# [WHAT IS BEING ASKED]
Every line of the entries that holds the word "microphone" is to be copied.

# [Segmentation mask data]
+ + + + + + +
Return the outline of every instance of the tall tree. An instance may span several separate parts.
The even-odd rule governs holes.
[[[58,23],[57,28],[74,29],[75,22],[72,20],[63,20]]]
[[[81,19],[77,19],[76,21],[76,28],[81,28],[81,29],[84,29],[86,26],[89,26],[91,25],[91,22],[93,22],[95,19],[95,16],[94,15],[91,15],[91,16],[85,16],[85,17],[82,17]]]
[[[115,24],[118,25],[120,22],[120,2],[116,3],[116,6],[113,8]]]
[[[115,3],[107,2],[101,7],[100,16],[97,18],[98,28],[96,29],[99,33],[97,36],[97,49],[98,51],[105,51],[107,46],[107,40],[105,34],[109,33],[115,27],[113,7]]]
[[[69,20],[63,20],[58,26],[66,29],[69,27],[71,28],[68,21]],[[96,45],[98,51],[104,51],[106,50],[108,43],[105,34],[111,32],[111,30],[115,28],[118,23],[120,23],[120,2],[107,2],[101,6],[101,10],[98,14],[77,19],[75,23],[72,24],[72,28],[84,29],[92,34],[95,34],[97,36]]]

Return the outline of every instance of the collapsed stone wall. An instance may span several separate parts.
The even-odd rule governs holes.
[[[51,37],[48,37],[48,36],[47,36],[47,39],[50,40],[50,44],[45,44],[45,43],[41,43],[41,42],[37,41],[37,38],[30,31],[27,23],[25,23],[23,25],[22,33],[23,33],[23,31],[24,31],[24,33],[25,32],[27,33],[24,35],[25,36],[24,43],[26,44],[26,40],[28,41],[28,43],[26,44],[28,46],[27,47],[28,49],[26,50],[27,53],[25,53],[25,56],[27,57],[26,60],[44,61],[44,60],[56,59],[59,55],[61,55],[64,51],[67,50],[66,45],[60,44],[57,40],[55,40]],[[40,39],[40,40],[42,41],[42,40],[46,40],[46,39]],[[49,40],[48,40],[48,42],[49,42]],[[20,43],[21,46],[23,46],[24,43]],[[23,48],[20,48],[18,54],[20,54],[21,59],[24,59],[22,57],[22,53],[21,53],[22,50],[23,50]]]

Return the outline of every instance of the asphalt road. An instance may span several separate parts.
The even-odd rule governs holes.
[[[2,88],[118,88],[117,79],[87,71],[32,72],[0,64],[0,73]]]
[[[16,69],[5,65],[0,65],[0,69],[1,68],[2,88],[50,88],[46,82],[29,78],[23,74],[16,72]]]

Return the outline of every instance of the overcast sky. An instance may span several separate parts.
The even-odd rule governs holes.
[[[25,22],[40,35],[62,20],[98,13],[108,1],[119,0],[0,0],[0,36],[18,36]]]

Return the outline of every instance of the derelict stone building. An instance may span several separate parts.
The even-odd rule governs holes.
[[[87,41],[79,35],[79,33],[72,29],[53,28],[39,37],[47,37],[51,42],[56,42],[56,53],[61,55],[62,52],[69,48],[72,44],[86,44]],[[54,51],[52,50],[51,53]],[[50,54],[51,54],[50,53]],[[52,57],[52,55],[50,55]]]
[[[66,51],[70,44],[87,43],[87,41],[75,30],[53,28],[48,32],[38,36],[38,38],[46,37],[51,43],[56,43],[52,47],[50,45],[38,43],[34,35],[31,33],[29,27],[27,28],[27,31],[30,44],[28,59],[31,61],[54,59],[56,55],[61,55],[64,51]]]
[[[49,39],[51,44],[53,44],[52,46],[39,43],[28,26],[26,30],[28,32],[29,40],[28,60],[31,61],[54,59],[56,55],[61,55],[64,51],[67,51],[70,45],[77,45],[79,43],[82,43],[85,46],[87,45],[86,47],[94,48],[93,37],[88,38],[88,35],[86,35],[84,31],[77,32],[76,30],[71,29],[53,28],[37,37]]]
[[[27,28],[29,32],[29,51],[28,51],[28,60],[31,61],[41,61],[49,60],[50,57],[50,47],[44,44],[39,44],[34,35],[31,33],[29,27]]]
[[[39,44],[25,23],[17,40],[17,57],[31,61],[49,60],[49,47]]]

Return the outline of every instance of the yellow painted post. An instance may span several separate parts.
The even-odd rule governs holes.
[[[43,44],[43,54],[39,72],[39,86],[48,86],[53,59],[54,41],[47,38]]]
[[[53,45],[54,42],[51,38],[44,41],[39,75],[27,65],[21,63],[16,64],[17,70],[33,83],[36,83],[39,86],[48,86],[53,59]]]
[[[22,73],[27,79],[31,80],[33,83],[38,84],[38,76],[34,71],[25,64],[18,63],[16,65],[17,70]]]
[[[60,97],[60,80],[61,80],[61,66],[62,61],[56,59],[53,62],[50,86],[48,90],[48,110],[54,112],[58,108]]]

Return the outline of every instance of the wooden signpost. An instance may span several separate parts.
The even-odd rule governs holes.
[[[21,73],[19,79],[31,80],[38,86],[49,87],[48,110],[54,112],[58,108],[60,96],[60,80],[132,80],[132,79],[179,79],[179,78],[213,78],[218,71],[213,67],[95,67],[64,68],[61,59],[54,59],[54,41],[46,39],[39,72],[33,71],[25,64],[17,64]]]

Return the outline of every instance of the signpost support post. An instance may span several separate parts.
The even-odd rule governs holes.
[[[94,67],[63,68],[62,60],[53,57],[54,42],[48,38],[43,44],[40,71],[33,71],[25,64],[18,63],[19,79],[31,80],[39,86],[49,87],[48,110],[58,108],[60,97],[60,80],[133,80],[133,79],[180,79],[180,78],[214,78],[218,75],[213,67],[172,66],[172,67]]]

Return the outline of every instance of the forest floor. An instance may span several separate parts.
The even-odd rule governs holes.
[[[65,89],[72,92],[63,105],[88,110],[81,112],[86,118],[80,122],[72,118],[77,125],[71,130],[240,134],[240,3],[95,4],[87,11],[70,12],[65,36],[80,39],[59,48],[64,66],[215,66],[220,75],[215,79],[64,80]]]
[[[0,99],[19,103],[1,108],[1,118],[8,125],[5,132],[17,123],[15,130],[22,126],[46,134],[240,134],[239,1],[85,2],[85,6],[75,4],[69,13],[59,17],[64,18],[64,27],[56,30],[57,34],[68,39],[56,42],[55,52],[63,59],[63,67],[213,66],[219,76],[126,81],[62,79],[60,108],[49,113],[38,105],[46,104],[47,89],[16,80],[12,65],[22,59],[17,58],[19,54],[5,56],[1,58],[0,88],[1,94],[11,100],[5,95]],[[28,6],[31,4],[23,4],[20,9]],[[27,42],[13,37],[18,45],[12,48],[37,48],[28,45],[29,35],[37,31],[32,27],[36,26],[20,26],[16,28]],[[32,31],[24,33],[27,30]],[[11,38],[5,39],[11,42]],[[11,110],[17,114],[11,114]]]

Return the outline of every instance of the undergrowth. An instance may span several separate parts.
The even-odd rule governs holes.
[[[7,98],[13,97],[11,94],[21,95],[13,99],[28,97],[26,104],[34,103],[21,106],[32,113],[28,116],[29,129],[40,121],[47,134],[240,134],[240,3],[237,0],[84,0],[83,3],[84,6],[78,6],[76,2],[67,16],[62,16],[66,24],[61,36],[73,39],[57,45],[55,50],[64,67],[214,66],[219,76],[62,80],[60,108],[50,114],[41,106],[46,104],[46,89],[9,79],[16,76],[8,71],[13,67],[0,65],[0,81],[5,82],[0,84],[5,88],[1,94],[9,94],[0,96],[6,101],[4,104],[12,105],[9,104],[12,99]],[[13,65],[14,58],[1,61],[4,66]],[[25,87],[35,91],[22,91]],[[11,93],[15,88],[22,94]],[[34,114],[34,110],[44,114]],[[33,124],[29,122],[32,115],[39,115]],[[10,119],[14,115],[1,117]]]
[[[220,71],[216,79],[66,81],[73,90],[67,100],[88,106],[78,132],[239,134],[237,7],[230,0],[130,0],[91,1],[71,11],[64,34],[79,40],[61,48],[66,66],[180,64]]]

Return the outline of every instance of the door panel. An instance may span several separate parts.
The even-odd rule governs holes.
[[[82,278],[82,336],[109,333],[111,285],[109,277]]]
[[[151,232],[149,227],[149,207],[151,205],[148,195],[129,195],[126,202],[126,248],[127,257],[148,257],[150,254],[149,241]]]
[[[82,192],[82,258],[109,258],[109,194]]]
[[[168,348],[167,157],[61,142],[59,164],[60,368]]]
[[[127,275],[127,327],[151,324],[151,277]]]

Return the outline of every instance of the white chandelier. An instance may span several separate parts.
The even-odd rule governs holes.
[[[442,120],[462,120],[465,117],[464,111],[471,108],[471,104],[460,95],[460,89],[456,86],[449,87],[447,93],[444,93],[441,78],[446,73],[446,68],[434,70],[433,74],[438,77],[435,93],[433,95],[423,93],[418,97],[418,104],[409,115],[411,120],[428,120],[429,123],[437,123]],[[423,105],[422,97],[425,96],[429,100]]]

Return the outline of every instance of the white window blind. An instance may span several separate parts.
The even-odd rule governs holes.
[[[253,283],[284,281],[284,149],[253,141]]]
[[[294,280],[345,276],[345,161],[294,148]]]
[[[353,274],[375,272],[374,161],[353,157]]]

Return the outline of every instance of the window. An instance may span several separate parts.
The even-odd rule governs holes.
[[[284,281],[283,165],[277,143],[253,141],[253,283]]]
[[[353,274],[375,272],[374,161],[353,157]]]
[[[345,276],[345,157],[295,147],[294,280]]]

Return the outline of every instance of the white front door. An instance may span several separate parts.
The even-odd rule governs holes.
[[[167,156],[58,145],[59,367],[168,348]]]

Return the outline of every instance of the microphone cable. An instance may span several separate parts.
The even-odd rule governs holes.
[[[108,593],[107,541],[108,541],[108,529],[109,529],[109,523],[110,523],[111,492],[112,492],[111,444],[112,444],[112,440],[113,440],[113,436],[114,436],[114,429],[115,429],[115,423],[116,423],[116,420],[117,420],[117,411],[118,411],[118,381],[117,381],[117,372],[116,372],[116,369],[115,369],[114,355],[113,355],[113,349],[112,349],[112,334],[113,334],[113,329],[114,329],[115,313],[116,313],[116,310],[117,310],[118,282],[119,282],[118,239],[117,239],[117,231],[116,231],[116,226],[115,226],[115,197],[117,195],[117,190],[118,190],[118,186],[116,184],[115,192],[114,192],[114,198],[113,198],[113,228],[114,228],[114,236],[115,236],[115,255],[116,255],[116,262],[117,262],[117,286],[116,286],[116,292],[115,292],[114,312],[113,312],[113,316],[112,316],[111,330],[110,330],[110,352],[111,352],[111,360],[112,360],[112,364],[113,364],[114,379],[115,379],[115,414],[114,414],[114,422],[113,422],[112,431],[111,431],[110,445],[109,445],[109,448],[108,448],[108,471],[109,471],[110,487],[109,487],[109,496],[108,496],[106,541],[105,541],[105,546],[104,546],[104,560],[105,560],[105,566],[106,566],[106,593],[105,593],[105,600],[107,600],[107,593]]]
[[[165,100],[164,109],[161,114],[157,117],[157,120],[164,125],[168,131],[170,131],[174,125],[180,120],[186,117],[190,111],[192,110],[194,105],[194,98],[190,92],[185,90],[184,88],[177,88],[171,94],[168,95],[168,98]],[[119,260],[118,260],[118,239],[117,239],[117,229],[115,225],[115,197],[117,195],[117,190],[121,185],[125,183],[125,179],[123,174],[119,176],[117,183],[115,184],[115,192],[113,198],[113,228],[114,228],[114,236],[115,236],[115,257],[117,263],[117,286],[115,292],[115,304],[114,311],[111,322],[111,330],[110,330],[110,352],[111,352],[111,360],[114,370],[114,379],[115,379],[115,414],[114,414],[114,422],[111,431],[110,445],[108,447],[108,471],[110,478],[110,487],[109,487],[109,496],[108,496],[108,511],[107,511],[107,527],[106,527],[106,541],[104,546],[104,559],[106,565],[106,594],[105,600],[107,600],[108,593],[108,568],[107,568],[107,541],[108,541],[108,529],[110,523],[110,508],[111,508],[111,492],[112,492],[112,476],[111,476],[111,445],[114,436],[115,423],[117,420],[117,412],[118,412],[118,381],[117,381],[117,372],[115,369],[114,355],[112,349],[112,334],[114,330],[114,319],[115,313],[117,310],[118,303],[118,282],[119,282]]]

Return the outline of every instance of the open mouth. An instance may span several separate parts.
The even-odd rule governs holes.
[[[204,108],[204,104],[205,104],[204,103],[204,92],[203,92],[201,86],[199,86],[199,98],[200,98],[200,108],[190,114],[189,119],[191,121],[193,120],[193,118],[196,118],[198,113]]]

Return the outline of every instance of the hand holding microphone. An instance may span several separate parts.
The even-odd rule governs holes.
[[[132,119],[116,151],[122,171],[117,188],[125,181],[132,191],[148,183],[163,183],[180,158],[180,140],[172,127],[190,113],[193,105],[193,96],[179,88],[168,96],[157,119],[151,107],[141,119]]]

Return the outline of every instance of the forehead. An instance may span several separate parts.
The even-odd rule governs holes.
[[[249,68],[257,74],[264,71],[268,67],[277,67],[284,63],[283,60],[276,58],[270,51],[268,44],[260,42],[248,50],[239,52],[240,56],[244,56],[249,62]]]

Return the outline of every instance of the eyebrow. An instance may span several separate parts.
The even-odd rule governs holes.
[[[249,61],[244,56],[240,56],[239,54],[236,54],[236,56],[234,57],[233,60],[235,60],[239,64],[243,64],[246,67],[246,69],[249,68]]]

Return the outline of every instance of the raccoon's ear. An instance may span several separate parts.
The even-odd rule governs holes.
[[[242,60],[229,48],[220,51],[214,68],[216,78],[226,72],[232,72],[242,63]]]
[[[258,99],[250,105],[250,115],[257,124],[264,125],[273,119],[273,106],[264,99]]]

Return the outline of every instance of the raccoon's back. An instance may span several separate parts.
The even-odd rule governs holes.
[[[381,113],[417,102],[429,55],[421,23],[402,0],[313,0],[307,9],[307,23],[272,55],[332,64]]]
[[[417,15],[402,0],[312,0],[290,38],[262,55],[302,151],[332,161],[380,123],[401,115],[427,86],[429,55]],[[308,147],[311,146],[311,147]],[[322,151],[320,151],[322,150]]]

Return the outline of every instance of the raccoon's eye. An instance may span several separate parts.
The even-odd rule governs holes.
+ + + + + + +
# [RESPONSE]
Return the outline of every instance of the microphone cable. An instance may span several separate parts.
Return the outline of every instance of the hand holding microphone. An instance may span several separate parts.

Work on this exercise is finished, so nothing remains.